-- SELECTED TEXT --
>>>

# Thumbs Up To Flippinout Slingshots



## Nicholson (Sep 25, 2012)

I have to give it to the flippinout polymer slingshot. I had a terrible fork hit with .60 lead and double theraband gold with barely a dent in the fork. I retrieved the projectile and it was disfigured. I was so impressed I had to give a shout out to flippin out. thanx for sending me a quality product.


----------



## flippinout (Jul 16, 2010)

We take great pride in producing quality gear. And even more so when it used hard!

Thank you


----------



## drfrancov (Sep 29, 2012)

I agree. The service and the products they provide ae excellent!


----------



## NaturalFork (Jan 21, 2010)

I think flippinout and simple shot are the greatest. Such an asset to the sport.


----------



## SimpleShot (Aug 30, 2012)

NaturalFork said:


> I think flippinout and simple shot are the greatest. Such an asset to the sport.


Oh stop it! You are making us blush....

<<<

-- TASK 1 --
Edit the position identification records from the line that has "the khaki tunic" through the end of the records, replacing "Annotation task" with "Labeling job" and leaving everything else unchanged.

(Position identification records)

>>>

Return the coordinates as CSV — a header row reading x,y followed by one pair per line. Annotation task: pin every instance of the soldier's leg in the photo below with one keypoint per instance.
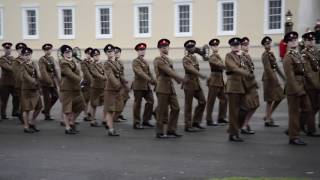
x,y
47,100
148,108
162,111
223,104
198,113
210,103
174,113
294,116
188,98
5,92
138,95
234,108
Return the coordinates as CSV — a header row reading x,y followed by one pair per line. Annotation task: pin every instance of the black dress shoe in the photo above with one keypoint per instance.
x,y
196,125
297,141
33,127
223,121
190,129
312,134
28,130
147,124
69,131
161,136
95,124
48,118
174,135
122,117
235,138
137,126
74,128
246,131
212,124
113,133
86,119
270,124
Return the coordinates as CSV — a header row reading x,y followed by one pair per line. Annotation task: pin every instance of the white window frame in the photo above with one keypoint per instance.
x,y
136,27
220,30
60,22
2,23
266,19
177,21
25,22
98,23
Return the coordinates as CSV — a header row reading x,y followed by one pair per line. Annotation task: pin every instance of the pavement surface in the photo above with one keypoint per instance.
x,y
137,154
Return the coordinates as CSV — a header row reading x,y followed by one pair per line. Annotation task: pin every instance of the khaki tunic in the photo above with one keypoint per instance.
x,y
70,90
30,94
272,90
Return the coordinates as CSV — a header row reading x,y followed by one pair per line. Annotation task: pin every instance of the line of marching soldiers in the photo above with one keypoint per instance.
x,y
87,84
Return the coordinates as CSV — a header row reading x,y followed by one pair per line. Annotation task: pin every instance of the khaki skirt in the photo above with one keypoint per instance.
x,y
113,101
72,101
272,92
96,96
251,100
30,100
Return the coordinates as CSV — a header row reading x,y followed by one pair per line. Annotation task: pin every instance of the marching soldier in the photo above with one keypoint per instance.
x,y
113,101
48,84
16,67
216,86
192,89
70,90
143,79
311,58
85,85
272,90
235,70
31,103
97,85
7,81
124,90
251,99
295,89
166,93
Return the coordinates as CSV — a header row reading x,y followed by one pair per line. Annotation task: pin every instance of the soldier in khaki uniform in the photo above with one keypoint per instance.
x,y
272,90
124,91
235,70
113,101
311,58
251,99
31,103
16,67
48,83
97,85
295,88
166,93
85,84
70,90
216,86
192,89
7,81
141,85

<<<

-- TASK 2 --
Carry on the forum thread praising Flippinout slingshots from the point where it stops.

-- RESPONSE 1 --
Return the coordinates as CSV — a header row reading x,y followed by one pair per line. Labeling job: pin every instance of the khaki tunic in the photo above with one keypoint per instance.
x,y
70,90
30,94
272,90
Return the coordinates as CSV — a header row reading x,y followed by one pair per line. Labeling job: pin every instance of the line of marching soldiers in the photo above with one keypoint per instance.
x,y
87,84
Return the coordinates as CSV — a header row reading x,y followed by one pair per line. Labeling job: pin every instance of the khaki skirt in the photo above with one keypoint per instance.
x,y
113,101
72,101
272,92
96,96
251,100
30,100
Return the coordinates as CSV — a header row reading x,y followed by one pair per line. Labeling job: pin every instance of the marching soldier in the photo above with one keypoint per instance.
x,y
113,101
48,84
16,67
216,86
192,89
70,90
143,79
311,58
85,85
272,90
235,70
31,103
97,85
7,81
124,90
251,99
295,89
166,93
Return the coordinates as CSV — a header row reading x,y followed by one pair per line. Labeling job: pin every instance of the soldier in khaki uniform in the photo above with one keypoint per instance.
x,y
272,90
124,91
235,70
113,101
311,58
251,99
31,103
16,67
48,83
97,85
295,88
166,93
85,84
70,90
216,86
192,89
7,81
141,85

-- RESPONSE 2 --
Thank you, we love the sport and take great pride in providing enthusiasts with top quality gear!


----------



## CAS14 (Jul 17, 2012)

Just ordered some Scouts to send to Marines in Afghanistan! Simple Shot gave me a break. I can't wait to see them.


----------



## CAS14 (Jul 17, 2012)

I liked the first Scouts so much that I ordered six more using the 20% discount this weekend. A Marine I know just picked up six 1/2" dia. gold EGAs to mount on these prior to shipping to Afghanistan. Those warriors will love these!


----------



## WILD BILL (Jan 26, 2012)

GOOD STUFF!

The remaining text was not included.